Return only the lines from the one containing "Check that each instance of the spiral" to the end of the material, with each one exactly as it appears.

**Data supplied**
# # # # #
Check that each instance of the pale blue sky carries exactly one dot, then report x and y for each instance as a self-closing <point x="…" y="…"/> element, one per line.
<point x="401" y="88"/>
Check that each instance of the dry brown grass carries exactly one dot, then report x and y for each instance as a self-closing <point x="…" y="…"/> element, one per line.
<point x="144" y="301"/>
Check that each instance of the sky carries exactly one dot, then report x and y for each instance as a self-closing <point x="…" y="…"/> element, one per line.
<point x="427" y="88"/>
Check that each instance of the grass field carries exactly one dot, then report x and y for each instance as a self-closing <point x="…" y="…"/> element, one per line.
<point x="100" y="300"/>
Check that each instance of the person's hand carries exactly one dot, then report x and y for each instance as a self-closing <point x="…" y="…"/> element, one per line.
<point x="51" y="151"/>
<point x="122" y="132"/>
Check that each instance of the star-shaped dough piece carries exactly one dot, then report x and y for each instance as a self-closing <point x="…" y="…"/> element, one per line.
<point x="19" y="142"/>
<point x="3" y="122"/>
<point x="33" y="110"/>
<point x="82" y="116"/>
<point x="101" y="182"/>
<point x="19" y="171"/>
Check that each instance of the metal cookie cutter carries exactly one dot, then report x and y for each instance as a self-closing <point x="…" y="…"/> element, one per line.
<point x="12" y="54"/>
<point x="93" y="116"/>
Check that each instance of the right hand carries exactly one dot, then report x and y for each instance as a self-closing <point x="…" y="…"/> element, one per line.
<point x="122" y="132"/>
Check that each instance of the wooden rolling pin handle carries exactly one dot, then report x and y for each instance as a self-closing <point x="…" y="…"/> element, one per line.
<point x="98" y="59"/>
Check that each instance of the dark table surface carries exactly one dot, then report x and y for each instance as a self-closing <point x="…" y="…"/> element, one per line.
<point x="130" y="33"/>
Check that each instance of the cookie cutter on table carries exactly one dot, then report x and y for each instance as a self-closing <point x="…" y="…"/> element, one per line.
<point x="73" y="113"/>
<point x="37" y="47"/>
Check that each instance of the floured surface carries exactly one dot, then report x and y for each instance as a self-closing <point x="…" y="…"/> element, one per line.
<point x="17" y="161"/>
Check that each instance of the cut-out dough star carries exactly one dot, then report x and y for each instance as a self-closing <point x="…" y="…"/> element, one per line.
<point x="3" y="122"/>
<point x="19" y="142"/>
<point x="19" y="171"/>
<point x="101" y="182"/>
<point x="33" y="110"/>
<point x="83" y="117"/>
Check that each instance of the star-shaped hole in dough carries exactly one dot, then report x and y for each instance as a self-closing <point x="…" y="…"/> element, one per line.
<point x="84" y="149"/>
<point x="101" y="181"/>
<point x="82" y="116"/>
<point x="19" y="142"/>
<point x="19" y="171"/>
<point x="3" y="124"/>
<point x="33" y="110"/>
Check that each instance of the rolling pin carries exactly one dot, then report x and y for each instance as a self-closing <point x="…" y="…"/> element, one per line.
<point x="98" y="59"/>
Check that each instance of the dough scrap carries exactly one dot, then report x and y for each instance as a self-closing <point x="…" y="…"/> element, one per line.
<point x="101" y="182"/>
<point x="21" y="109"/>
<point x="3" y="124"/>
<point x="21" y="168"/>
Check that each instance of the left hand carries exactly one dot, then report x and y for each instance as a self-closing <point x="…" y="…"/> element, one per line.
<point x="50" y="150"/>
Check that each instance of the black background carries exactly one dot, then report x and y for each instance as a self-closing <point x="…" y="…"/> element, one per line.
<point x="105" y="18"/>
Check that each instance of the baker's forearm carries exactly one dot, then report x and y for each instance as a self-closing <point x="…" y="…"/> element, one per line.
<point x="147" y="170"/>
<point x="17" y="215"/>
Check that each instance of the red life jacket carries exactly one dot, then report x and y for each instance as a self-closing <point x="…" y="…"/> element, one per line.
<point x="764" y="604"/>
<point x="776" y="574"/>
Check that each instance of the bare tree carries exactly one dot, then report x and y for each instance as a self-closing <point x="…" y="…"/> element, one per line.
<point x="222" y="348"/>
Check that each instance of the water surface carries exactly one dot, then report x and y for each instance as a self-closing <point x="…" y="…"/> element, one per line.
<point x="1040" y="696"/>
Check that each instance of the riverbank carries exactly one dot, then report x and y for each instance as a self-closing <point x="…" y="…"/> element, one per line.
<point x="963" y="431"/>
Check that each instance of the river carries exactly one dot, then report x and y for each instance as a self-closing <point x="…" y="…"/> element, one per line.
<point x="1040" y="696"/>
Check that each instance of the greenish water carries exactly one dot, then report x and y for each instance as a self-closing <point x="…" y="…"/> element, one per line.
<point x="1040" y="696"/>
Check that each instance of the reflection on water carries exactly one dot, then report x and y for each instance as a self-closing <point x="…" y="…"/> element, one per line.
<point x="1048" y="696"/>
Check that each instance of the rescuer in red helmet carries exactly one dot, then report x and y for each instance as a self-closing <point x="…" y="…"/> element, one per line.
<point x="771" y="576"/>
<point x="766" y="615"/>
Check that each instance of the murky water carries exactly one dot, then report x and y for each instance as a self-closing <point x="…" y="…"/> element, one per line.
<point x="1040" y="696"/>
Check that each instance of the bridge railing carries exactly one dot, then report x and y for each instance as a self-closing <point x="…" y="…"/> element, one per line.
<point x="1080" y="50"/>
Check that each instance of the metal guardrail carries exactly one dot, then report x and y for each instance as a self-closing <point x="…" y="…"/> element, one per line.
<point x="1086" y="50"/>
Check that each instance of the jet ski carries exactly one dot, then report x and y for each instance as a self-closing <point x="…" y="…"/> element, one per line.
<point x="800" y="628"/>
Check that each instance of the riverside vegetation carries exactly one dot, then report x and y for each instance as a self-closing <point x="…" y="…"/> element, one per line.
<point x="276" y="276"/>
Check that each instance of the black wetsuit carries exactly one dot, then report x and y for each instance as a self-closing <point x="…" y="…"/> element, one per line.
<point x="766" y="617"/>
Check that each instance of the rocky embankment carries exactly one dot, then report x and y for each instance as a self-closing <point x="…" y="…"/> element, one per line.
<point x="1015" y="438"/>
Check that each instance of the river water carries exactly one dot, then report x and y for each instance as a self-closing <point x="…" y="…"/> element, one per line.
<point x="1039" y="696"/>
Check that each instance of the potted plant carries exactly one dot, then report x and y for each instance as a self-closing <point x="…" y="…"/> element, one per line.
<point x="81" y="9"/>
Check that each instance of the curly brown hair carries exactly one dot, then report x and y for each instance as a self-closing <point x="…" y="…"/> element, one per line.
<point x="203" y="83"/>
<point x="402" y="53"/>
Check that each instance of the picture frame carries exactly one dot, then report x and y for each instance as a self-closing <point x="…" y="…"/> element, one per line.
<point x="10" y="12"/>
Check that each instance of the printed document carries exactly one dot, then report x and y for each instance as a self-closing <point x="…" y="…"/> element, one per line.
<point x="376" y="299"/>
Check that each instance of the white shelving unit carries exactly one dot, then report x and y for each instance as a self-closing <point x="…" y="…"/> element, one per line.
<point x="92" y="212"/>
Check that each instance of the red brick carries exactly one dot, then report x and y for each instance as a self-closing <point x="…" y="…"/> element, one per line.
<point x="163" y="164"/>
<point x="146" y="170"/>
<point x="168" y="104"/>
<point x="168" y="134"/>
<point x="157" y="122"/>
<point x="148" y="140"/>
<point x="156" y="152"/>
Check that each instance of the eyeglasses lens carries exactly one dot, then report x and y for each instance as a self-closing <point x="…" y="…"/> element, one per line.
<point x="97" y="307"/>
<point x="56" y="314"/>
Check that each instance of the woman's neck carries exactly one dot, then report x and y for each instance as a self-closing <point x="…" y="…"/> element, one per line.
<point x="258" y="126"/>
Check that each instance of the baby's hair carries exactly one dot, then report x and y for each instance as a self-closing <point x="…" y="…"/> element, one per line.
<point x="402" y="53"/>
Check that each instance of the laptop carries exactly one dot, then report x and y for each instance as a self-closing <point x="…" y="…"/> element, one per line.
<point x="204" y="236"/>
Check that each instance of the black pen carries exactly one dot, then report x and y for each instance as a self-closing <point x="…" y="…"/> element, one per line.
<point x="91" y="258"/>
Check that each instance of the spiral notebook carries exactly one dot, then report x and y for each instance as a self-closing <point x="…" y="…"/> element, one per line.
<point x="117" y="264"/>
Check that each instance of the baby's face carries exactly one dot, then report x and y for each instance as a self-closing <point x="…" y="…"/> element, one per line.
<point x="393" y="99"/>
# # # # #
**Answer section**
Check that each instance of the spiral notebook carries exactly one dot, then report x and y for each instance as a self-closing <point x="…" y="…"/> element, one per line.
<point x="117" y="264"/>
Check that each instance of the baby's face carries exactly one dot, then report x and y for each instance as a self-closing <point x="…" y="…"/> element, one per line.
<point x="393" y="99"/>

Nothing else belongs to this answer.